> TEXT SEGMENT:
--------------------------------------------------

Garrison Keillor

Garrison Keillor
Birth name Gary Edward Keillor
Born (1942-08-07) August 7, 1942
Anoka, Minnesota, United States
Medium Radio, print
Alma mater University of Minnesota
Years active 1969–present
Genres Observational comedy, Storytelling
Subject(s) American culture (esp. the Midwest); American politics
  • Mary Guntzel (m. 1965–76)
  • Ulla Skaerved (m. 1985–90)
  • Jenny Lind Nilsson (m. 1995)
Notable works and roles Guy Noir, Lefty, Bob Burger, and Lake Wobegon narrator in A Prairie Home Companion

Gary Edward "Garrison" Keillor (born August 7, 1942) is an American author, storyteller, humorist, radio actor, voice actor, and radio personality. He is known as creator of the Minnesota Public Radio show A Prairie Home Companion (called Garrison Keillor's Radio Show in some international syndication), which he hosted from 1974 to 2016. Keillor created the fictional Minnesota town Lake Wobegon, the setting of many of his books, including Lake Wobegon Days and Leaving Home: A Collection of Lake Wobegon Stories. Other creations include Guy Noir, a detective voiced by Keillor who appeared in A Prairie Home Companion comic skits.

Personal life

Keillor in 2010, wearing his signature red shoes

Keillor was born in Anoka, Minnesota, the son of Grace Ruth (née Denham) and John Philip Keillor, who was a carpenter and postal worker.[1][2] His father had English ancestry, partly by way of Canada; Keillor's paternal grandfather was from Kingston, Ontario.[3][4] His maternal grandparents were Scottish immigrants, from Glasgow.[5][6]

Keillor’s natal family belonged to the Plymouth Brethren, an Evangelical Christian movement that he has since left. In 2006 he told Christianity Today that he was attending the St. John the Evangelist Episcopal church in Saint Paul, after previously attending a Lutheran church in New York.[7][8] Keillor is a member of the Democratic-Farmer-Labor Party;[9] he is six feet, three inches (1.9 m) tall.[10]

Keillor graduated from Anoka High School in 1960 and from the University of Minnesota with a bachelor's degree in English in 1966.[11] During college, he began his broadcasting career on the student-operated radio station known today as Radio K.

--------------------------------------------------

> GIVEN ENTRIES:
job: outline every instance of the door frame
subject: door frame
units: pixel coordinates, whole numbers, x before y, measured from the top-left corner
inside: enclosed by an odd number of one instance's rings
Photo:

--------------------------------------------------

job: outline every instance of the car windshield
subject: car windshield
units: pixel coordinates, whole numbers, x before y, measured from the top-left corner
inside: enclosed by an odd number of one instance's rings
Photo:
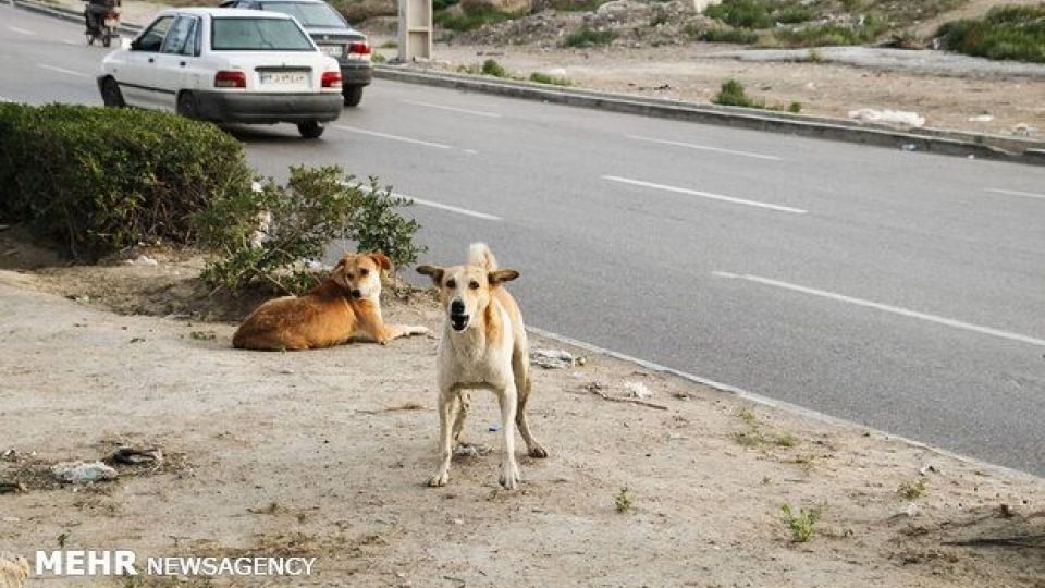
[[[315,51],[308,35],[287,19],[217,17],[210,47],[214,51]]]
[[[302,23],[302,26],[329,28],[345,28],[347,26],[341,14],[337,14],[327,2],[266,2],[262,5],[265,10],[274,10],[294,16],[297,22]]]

--------------------------------------------------

> WORK ORDER: According to the Garrison Keillor biography, in what year did he graduate from Anoka High School?

> RESPONSE BELOW: 1960